_Instructions for the task_. Pictures must be dropped from the copy of the entries below; all else is returned exactly.
[Start of section]
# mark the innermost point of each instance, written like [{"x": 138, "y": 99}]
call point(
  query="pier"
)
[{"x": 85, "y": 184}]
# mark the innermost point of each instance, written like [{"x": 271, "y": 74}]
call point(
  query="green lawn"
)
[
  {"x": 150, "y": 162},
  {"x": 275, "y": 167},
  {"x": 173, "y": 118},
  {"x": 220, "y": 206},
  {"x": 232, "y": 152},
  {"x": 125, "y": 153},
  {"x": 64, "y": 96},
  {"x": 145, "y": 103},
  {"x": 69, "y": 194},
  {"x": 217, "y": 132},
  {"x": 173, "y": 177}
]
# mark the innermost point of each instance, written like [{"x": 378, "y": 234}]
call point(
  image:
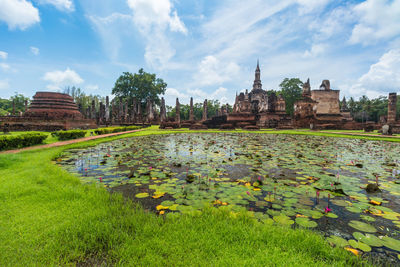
[End of section]
_Response_.
# mark the innermost point of each instance, written like [{"x": 138, "y": 99}]
call point(
  query="pier"
)
[{"x": 85, "y": 184}]
# mark the innermost point of each instance, written like [{"x": 271, "y": 74}]
call point(
  query="green lawn"
)
[
  {"x": 150, "y": 162},
  {"x": 275, "y": 167},
  {"x": 173, "y": 118},
  {"x": 220, "y": 206},
  {"x": 232, "y": 152},
  {"x": 125, "y": 153},
  {"x": 64, "y": 96},
  {"x": 145, "y": 103},
  {"x": 69, "y": 194},
  {"x": 217, "y": 132},
  {"x": 173, "y": 177}
]
# mark the innermost point of each instance, written like [{"x": 378, "y": 234}]
call point(
  image:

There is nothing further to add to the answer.